● CONSIGNE
Recopiez le passage sur la grève entre « Non, ce n'est » et « nous faisons grève. » inclus, et remplacez partout « casseurs » par « manifestants violents ».

● EXTRAIT DU DOCUMENT
Non, ce n'est pas pour « prendre en otage » les Français. Oui, car, à chaque grève, une partie des médias va plutôt insister sur les conséquences de la grève sur les usagers (oh la la, mon Dieu, je dois attendre à la gare une heure, c'est une prise d'otage..... non, non ma ptite dame, une heure d'attente, c'est une heure d'attente, une prise d'otage, c'est risquer sa vie). Ou alors ça va être sur les casseurs (oh la la, mon Dieu, il y avait 50 casseurs sur 350 000 personnes, vite, on fait la moitié du journal sur eux !). Alors qu'il faut expliquer pourquoi nous faisons grève.

● DONNÉES ENREGISTRÉES
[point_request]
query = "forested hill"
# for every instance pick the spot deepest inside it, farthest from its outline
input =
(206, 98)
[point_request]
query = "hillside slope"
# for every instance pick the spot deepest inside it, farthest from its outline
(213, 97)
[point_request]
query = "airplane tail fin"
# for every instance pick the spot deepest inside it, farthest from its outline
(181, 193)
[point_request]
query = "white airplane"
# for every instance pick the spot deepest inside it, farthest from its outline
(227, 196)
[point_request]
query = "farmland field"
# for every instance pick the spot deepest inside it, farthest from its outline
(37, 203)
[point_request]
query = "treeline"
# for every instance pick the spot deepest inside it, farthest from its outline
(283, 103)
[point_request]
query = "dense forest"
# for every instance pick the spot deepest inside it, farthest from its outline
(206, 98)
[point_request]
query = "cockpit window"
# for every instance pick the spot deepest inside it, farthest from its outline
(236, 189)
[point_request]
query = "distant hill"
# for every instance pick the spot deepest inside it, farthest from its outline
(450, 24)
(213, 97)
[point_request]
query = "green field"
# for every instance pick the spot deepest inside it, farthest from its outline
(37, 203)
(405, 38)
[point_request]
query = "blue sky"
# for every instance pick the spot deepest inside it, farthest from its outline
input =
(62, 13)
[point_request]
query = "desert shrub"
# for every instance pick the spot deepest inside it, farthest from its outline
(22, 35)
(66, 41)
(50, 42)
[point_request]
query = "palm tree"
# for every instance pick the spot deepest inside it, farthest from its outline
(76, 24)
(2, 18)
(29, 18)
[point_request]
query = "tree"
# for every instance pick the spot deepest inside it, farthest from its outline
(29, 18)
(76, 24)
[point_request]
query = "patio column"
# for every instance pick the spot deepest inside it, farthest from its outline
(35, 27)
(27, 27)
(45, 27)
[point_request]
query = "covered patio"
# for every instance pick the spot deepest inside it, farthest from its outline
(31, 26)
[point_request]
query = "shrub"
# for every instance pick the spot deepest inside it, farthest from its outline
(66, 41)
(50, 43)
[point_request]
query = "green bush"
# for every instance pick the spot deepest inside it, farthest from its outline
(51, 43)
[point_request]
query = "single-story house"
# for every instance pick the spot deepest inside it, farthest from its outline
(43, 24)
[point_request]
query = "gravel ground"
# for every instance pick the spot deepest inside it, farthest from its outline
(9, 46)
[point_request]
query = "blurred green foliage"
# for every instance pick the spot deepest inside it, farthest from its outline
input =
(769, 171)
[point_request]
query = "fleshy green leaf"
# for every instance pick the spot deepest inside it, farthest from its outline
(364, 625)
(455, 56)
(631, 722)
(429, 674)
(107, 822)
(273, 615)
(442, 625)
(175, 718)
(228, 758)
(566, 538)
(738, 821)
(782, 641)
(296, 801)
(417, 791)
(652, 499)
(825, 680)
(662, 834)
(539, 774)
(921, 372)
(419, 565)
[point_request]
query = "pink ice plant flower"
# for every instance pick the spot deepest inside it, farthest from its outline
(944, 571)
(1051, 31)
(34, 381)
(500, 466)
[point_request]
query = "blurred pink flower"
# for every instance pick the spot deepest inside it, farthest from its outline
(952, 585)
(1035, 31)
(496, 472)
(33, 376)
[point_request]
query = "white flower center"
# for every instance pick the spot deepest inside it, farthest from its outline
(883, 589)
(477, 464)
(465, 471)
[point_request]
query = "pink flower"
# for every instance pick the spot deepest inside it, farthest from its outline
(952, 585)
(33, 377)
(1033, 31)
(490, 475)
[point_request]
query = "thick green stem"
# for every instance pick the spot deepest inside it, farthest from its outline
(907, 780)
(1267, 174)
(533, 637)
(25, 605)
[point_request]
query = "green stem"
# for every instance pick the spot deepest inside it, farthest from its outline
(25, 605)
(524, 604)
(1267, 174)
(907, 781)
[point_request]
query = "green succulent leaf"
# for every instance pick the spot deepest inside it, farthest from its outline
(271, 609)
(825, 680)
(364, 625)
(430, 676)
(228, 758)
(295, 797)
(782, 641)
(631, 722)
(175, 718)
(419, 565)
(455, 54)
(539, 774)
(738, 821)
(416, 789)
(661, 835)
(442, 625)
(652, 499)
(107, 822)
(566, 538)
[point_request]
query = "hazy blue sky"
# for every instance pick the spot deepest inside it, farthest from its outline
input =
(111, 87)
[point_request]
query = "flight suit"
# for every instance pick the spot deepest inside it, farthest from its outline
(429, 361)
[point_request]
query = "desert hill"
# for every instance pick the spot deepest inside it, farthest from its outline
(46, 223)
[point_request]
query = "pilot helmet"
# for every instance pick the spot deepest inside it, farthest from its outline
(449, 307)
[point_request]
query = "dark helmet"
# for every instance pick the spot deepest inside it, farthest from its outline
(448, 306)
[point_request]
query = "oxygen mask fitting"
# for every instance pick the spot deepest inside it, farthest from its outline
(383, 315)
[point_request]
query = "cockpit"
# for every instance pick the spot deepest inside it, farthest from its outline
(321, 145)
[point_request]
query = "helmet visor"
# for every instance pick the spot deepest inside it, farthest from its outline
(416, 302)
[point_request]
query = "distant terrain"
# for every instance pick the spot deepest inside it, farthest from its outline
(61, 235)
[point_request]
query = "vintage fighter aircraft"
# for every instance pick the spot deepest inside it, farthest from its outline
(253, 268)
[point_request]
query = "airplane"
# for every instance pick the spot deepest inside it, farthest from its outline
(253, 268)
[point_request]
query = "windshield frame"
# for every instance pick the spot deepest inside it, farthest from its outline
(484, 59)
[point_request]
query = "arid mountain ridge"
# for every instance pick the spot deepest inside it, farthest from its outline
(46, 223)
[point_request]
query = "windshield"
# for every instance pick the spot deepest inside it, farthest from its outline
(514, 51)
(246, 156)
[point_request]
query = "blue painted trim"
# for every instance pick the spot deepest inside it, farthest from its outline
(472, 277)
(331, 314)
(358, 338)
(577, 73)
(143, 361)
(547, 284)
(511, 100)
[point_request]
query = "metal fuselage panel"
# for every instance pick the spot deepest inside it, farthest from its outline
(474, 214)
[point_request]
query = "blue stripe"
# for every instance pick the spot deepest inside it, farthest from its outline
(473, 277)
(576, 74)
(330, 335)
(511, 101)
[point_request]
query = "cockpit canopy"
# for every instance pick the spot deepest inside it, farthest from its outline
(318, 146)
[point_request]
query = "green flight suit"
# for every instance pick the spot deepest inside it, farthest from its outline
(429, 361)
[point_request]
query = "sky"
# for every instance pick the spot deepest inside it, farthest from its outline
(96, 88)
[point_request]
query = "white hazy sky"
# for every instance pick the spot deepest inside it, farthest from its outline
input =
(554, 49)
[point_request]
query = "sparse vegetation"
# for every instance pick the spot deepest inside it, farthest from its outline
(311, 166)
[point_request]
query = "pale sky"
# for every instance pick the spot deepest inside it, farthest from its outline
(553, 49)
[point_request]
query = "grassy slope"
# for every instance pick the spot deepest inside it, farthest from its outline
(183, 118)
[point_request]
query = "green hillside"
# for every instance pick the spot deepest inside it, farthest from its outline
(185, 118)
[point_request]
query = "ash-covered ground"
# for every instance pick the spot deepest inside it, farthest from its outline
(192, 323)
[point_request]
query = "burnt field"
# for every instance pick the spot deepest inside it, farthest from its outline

● CORRIGÉ
Non, ce n'est pas pour « prendre en otage » les Français. Oui, car, à chaque grève, une partie des médias va plutôt insister sur les conséquences de la grève sur les usagers (oh la la, mon Dieu, je dois attendre à la gare une heure, c'est une prise d'otage..... non, non ma ptite dame, une heure d'attente, c'est une heure d'attente, une prise d'otage, c'est risquer sa vie). Ou alors ça va être sur les manifestants violents (oh la la, mon Dieu, il y avait 50 manifestants violents sur 350 000 personnes, vite, on fait la moitié du journal sur eux !). Alors qu'il faut expliquer pourquoi nous faisons grève.